──────── EXERCISE DATA

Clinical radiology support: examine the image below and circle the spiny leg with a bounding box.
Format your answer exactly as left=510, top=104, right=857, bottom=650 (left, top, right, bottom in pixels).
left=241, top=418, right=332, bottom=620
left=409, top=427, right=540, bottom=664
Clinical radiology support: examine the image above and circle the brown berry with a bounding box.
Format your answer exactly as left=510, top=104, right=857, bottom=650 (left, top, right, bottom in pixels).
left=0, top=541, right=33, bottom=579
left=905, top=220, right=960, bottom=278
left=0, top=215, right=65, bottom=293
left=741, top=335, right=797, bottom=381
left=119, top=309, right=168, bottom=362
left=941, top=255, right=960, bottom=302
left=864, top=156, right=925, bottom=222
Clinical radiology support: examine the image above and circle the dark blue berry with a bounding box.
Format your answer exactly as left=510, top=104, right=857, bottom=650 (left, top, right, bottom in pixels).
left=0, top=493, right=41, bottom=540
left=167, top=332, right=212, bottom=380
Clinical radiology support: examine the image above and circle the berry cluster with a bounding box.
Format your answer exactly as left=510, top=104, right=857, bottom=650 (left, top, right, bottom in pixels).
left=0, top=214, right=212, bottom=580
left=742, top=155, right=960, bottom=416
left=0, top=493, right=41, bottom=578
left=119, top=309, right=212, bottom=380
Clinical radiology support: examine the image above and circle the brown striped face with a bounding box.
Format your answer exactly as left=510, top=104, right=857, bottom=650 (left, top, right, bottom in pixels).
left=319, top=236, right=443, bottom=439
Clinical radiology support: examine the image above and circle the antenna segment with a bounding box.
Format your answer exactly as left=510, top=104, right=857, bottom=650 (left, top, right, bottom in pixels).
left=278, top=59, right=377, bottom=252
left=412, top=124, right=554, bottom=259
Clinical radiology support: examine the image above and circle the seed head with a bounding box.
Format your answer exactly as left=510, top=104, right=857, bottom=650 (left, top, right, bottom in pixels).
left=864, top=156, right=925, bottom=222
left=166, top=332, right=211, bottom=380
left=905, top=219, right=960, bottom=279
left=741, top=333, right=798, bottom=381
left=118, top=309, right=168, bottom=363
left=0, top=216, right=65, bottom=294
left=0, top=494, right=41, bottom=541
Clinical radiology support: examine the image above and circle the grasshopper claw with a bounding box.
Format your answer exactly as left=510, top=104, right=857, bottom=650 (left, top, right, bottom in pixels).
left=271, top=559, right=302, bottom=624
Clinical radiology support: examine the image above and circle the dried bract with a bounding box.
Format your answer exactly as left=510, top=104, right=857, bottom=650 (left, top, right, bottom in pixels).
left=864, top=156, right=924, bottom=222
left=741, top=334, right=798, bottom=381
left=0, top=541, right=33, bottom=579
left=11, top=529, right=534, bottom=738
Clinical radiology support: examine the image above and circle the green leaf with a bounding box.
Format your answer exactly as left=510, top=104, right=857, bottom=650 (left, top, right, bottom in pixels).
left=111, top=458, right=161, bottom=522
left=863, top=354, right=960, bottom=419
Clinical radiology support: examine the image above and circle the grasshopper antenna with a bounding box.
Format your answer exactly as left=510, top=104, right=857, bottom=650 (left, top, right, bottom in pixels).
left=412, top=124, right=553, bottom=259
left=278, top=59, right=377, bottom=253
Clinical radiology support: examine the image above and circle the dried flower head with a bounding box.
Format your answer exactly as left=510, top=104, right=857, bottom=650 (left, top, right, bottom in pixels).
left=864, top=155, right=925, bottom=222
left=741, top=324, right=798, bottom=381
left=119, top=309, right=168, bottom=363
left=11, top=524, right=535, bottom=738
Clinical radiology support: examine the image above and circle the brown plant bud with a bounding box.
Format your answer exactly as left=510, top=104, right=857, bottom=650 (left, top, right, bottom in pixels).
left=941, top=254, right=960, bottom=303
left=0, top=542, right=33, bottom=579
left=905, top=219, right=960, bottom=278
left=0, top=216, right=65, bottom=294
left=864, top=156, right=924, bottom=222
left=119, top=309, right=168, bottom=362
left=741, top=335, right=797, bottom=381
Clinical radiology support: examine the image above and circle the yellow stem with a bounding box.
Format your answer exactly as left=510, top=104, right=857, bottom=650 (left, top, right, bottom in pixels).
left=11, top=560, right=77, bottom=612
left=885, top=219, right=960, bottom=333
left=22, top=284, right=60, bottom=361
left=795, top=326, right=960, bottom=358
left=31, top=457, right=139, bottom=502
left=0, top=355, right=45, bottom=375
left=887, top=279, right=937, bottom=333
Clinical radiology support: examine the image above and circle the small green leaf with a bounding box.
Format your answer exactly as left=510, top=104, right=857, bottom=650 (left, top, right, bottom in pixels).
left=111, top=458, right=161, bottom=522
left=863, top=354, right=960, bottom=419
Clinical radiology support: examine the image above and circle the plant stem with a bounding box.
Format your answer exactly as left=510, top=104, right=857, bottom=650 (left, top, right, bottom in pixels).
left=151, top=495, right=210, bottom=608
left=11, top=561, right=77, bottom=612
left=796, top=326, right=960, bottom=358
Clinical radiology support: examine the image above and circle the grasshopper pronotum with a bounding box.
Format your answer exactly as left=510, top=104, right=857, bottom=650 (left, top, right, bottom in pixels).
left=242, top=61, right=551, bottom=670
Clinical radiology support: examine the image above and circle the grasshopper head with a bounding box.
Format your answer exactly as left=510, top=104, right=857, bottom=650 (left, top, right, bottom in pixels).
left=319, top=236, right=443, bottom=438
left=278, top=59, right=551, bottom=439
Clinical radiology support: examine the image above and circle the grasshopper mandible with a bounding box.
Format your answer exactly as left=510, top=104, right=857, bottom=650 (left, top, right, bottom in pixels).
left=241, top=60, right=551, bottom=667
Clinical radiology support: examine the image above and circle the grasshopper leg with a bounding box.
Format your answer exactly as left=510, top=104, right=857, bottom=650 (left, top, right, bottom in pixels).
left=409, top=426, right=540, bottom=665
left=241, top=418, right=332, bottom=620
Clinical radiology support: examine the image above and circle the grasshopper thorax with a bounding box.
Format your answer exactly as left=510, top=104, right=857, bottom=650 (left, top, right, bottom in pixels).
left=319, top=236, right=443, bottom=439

────────────────

(WHAT YOU WILL DO)
Nothing in the listing above may be altered; transcribe all of it.

(ANSWER TO THIS TASK)
Clinical radiology support: examine the image below and circle the spiny leg with a bounding box.
Format your answer exactly as left=510, top=104, right=857, bottom=650 (left, top, right, bottom in pixels).
left=241, top=418, right=332, bottom=620
left=409, top=427, right=540, bottom=664
Clinical radiology support: examine the image above and circle the brown berry with a bounding box.
Format your answer exactly as left=510, top=104, right=857, bottom=650 (left, top, right, bottom in pixels).
left=0, top=541, right=33, bottom=579
left=905, top=220, right=960, bottom=278
left=0, top=215, right=65, bottom=293
left=741, top=335, right=797, bottom=381
left=119, top=309, right=168, bottom=362
left=941, top=255, right=960, bottom=302
left=864, top=156, right=925, bottom=222
Clinical radiology support: examine the image above and circle the dark blue berry with a bounding box.
Format your answer exactly as left=510, top=104, right=857, bottom=650 (left, top, right, bottom in pixels).
left=0, top=493, right=41, bottom=540
left=167, top=332, right=212, bottom=380
Clinical radiology support: examine the image above and circle the berry cluster with a bounding box.
Format your answer exactly as left=510, top=104, right=857, bottom=650 (left, top, right, bottom in pixels).
left=0, top=214, right=212, bottom=580
left=742, top=155, right=960, bottom=416
left=0, top=493, right=41, bottom=578
left=119, top=309, right=212, bottom=380
Clinical radiology support: examine the image above and circle the brown striped face with a bounding box.
Format your answer exactly as left=510, top=104, right=857, bottom=650 (left, top, right, bottom in pixels).
left=319, top=236, right=443, bottom=439
Clinical radiology support: examine the image above and circle the antenna segment with a bounding box.
Format your answer exactly as left=510, top=104, right=857, bottom=650 (left, top, right, bottom in pixels).
left=278, top=59, right=377, bottom=252
left=412, top=124, right=554, bottom=259
Clinical radiology support: examine the image above and circle the seed head with a bounding box.
Format your answer exactly as left=510, top=104, right=857, bottom=650 (left, top, right, bottom in pixels).
left=864, top=156, right=925, bottom=222
left=166, top=332, right=211, bottom=380
left=905, top=219, right=960, bottom=279
left=741, top=333, right=798, bottom=381
left=118, top=309, right=168, bottom=363
left=0, top=216, right=65, bottom=294
left=0, top=494, right=41, bottom=541
Clinical radiology support: examine the image above and circle the grasshopper claw with a bounding box.
Format your answer exactly as left=510, top=104, right=857, bottom=650 (left, top, right, bottom in pixels).
left=271, top=559, right=302, bottom=624
Clinical radiology support: examine the image above and circle the dried bract with a bounding box.
Format your answer exactly as left=510, top=104, right=857, bottom=650 (left, top, right, bottom in pixels).
left=864, top=156, right=924, bottom=222
left=741, top=334, right=798, bottom=381
left=0, top=541, right=33, bottom=579
left=11, top=529, right=534, bottom=738
Clinical radiology support: examine the image above and circle the green leaf with a bounding box.
Format your answer exactly as left=510, top=104, right=857, bottom=650 (left, top, right, bottom in pixels).
left=111, top=458, right=161, bottom=522
left=863, top=354, right=960, bottom=419
Clinical radiology support: examine the image above and circle the grasshopper antenna with a bounding box.
Format your answer exactly as left=510, top=104, right=857, bottom=650 (left, top, right, bottom in pixels).
left=412, top=124, right=553, bottom=259
left=278, top=59, right=377, bottom=253
Clinical radiology support: examine the image above and circle the dried flower head with a bounding box.
Format your answer exactly as left=510, top=104, right=857, bottom=650 (left, top, right, bottom in pixels).
left=864, top=155, right=925, bottom=222
left=741, top=324, right=798, bottom=381
left=119, top=309, right=168, bottom=363
left=11, top=524, right=535, bottom=738
Clinical radiology support: examine the image above and circle the brown plant bud with a bounding box.
Format your answer exactly as left=510, top=104, right=857, bottom=650 (left, top, right, bottom in pixels).
left=941, top=254, right=960, bottom=303
left=0, top=542, right=33, bottom=579
left=905, top=219, right=960, bottom=278
left=0, top=216, right=65, bottom=294
left=864, top=156, right=924, bottom=222
left=119, top=309, right=168, bottom=362
left=741, top=335, right=797, bottom=381
Clinical radiology support: examine the image above and circle the yellow stem with a bounding box.
Format your answer exactly as left=510, top=104, right=857, bottom=650 (left, top, right, bottom in pixels).
left=11, top=560, right=77, bottom=612
left=885, top=219, right=960, bottom=333
left=22, top=284, right=60, bottom=361
left=795, top=326, right=960, bottom=358
left=31, top=457, right=139, bottom=502
left=0, top=355, right=45, bottom=375
left=887, top=279, right=937, bottom=333
Clinical radiology support: examine the image above and circle the small green leaf with a bounding box.
Format your answer exactly as left=510, top=104, right=857, bottom=650 (left, top, right, bottom in pixels).
left=111, top=458, right=161, bottom=522
left=863, top=354, right=960, bottom=419
Clinical radiology support: examine the image above and circle the plant stem with a bounding box.
Format your answer exactly as left=510, top=104, right=857, bottom=650 (left, top, right, bottom in pixels).
left=151, top=495, right=210, bottom=608
left=11, top=561, right=77, bottom=612
left=796, top=326, right=960, bottom=358
Clinical radiology support: examine the image above and circle the grasshopper pronotum with a bounding box.
Format your answer exactly as left=510, top=104, right=857, bottom=650 (left, top, right, bottom in pixels).
left=242, top=61, right=551, bottom=670
Clinical radiology support: examine the image above and circle the grasshopper head with a bounding box.
Format your answer exactly as left=510, top=104, right=857, bottom=650 (left, top, right, bottom in pixels).
left=319, top=236, right=443, bottom=438
left=278, top=59, right=551, bottom=439
Clinical radiology support: examine the image above and circle the grasshopper mandible with a bounding box.
Format your answer exactly as left=510, top=104, right=857, bottom=650 (left, top, right, bottom in pixels).
left=241, top=60, right=551, bottom=667
Clinical radiology support: examine the image above and circle the grasshopper leg with a bounding box.
Format your answer exactly as left=510, top=104, right=857, bottom=650 (left, top, right, bottom in pixels).
left=409, top=426, right=540, bottom=665
left=241, top=418, right=332, bottom=620
Clinical radiology support: examine the image above and circle the grasshopper thorax with a bounding box.
Format your answer exactly as left=510, top=104, right=857, bottom=650 (left, top, right, bottom in pixels).
left=319, top=236, right=443, bottom=439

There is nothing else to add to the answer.